**Requirement**.
Rewrite the material below as a numbered list, starting with its first line and going through the line containing "left=33, top=42, right=473, bottom=227", both included. Leave out blank lines.

**Material**.
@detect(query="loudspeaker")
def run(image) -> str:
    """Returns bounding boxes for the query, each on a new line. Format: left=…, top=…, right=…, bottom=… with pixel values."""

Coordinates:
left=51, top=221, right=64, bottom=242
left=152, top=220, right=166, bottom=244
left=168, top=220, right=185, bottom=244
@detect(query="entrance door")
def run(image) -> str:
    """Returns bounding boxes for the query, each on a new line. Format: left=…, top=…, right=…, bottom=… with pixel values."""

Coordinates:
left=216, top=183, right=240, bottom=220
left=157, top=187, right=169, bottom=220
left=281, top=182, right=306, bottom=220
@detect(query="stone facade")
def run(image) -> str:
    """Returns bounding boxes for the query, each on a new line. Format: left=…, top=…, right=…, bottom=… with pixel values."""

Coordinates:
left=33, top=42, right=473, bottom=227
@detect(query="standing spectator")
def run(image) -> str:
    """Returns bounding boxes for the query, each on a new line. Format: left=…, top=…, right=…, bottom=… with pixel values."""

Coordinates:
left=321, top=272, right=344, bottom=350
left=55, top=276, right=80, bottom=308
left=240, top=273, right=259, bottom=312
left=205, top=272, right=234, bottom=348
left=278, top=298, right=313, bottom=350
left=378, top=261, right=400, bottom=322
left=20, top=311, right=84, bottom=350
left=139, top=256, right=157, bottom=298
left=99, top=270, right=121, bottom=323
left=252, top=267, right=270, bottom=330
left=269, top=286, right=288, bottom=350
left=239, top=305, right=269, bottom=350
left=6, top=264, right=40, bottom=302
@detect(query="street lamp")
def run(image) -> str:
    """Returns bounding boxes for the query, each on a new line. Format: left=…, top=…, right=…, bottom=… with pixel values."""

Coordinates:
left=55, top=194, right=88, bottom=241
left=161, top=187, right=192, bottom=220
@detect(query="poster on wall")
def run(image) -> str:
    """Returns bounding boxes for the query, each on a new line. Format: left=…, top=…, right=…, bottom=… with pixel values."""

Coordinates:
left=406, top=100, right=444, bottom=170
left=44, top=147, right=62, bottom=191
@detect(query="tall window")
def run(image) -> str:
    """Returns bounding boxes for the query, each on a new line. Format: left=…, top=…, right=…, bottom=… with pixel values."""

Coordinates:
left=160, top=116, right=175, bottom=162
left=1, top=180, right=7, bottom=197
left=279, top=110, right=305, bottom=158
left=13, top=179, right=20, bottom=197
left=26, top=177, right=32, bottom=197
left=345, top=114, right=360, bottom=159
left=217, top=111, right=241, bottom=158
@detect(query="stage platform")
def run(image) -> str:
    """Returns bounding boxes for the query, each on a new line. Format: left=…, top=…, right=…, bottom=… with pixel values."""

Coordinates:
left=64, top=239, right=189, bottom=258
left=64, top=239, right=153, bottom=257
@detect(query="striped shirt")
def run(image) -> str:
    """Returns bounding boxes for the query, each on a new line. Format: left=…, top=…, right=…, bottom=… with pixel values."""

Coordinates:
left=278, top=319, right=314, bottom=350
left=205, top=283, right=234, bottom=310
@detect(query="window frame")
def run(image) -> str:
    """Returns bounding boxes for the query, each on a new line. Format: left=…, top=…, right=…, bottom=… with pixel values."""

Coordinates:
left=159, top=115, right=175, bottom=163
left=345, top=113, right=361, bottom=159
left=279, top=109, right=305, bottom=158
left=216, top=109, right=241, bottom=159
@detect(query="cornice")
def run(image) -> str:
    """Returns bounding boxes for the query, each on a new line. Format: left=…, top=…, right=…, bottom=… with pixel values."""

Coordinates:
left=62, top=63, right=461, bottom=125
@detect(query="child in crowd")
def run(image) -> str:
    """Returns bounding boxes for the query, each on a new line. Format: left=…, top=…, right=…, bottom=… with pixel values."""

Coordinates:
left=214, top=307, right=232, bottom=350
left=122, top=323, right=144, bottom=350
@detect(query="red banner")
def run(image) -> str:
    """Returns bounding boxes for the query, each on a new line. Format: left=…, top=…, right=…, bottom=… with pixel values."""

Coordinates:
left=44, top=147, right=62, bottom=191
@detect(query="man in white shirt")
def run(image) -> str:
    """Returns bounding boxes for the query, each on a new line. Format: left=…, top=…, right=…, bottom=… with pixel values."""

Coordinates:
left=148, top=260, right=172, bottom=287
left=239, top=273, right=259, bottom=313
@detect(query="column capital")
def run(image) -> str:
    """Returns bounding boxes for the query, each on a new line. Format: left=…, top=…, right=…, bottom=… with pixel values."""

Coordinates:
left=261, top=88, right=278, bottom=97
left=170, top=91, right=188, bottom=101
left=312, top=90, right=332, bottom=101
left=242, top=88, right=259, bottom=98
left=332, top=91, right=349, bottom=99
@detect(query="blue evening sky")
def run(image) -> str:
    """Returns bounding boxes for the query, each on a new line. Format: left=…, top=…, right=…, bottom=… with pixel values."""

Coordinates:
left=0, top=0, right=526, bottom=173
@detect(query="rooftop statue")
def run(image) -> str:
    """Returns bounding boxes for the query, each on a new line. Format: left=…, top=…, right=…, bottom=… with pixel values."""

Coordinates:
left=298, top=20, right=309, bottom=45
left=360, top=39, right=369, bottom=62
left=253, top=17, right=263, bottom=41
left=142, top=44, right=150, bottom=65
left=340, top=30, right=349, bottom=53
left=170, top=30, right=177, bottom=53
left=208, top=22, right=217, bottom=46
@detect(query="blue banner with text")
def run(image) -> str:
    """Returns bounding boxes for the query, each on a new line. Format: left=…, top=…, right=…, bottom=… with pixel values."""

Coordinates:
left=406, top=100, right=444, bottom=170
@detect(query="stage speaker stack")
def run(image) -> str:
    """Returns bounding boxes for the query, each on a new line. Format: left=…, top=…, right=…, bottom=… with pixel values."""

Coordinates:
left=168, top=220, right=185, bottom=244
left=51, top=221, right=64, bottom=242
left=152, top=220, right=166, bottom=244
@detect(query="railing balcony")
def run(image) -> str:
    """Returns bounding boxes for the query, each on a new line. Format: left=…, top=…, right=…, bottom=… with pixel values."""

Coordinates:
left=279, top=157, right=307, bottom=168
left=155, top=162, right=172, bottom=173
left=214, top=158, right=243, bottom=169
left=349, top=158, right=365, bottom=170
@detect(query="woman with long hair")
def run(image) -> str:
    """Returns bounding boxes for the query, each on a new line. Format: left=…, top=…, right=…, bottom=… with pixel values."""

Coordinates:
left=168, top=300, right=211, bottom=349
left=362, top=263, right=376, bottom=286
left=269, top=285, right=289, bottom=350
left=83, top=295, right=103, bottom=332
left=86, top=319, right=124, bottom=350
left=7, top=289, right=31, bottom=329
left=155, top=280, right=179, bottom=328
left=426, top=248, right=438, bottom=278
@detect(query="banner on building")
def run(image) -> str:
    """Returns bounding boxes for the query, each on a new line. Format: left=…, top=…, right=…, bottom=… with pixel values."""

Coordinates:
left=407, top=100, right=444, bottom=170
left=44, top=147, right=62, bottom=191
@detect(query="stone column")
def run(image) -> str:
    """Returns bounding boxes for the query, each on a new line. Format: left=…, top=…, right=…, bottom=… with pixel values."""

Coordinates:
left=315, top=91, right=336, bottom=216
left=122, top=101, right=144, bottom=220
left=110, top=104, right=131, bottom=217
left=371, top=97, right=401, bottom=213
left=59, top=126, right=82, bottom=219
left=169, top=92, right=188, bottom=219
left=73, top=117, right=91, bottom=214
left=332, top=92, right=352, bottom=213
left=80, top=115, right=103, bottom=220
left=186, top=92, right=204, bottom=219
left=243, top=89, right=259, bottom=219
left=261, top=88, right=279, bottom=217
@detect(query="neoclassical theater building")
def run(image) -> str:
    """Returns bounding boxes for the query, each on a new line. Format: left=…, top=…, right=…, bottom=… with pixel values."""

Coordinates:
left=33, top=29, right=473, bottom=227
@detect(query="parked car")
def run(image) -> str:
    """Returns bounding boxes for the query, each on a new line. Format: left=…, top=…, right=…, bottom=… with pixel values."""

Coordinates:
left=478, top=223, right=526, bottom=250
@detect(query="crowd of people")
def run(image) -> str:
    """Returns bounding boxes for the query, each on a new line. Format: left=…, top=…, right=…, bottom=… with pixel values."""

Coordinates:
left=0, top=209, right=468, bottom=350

**Full output**.
1. @detect(query="loudspeaker")
2. def run(image) -> str:
3.     """Returns bounding boxes for the query, each on a new line. Format: left=…, top=…, right=…, bottom=… with pixel values."""
4. Coordinates:
5. left=51, top=221, right=64, bottom=242
6. left=152, top=220, right=166, bottom=244
7. left=168, top=220, right=185, bottom=244
8. @detect(query="entrance door")
9. def run(image) -> str:
10.     """Returns bounding boxes for the query, each on a new line. Format: left=…, top=…, right=…, bottom=… with pixel values."""
11. Coordinates:
12. left=216, top=183, right=240, bottom=220
13. left=157, top=187, right=169, bottom=220
14. left=281, top=182, right=306, bottom=220
15. @detect(query="stone facade")
16. def run(image) -> str:
17.     """Returns bounding boxes for the query, each on a new line. Format: left=…, top=…, right=…, bottom=… with pixel values."""
18. Coordinates:
19. left=33, top=42, right=473, bottom=227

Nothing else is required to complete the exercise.